▶ _Input material_:
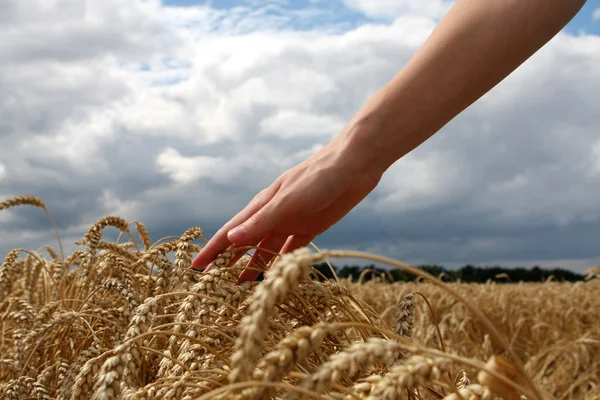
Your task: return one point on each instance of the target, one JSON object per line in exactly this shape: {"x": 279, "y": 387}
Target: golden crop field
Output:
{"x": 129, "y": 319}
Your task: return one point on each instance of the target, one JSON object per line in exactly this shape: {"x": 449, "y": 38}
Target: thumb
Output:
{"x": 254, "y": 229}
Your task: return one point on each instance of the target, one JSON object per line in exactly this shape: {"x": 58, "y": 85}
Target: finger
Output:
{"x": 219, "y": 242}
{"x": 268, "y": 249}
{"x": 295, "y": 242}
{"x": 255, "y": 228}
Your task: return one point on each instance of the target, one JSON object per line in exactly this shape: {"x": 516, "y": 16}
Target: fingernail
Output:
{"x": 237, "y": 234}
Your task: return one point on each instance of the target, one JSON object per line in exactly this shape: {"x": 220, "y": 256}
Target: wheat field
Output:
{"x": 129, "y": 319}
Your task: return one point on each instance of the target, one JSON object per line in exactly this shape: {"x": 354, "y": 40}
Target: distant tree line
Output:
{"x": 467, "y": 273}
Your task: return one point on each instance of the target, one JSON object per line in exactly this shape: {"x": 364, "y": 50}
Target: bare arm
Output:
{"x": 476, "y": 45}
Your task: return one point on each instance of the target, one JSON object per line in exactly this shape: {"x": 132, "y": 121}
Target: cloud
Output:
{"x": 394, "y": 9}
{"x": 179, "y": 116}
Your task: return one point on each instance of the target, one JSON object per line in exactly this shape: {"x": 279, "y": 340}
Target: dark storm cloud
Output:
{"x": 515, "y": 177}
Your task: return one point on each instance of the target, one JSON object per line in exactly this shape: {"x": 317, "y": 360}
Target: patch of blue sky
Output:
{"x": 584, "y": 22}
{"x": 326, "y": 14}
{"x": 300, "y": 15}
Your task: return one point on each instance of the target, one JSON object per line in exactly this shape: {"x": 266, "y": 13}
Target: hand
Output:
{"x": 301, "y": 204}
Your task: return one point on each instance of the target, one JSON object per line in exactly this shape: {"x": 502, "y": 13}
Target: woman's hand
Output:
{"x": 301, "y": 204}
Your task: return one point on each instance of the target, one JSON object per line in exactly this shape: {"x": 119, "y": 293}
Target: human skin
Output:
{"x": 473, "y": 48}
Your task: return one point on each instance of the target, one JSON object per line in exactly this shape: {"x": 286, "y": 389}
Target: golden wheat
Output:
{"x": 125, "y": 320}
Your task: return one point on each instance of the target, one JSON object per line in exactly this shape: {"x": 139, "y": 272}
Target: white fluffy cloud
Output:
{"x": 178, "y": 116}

...

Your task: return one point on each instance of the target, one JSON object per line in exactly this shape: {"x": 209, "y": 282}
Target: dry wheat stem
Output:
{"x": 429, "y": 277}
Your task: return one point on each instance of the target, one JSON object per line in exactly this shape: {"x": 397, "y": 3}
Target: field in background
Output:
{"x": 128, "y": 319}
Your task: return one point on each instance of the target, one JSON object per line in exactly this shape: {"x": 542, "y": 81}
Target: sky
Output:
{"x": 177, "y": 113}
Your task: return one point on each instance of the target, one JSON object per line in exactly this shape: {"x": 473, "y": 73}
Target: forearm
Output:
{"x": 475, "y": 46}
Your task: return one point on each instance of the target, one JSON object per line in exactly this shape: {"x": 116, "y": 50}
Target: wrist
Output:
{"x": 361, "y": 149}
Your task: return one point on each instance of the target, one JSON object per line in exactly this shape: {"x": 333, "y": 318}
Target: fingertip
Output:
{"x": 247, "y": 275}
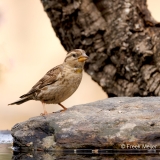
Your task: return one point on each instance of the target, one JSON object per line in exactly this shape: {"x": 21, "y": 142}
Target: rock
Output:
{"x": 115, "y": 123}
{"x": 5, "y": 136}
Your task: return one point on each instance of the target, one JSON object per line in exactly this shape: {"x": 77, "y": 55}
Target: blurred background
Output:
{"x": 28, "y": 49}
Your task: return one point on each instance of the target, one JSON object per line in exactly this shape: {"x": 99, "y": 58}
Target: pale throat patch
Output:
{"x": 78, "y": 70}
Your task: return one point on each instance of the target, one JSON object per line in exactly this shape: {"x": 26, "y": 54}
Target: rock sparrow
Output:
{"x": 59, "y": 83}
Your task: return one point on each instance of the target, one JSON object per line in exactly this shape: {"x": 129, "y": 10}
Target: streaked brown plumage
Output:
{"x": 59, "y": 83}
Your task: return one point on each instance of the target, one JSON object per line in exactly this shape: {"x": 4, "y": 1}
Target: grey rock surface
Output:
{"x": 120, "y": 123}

▶ _Exercise prompt_:
Say, as a single number, how many lines of the records hold the word "golden".

▶ _Task response_:
2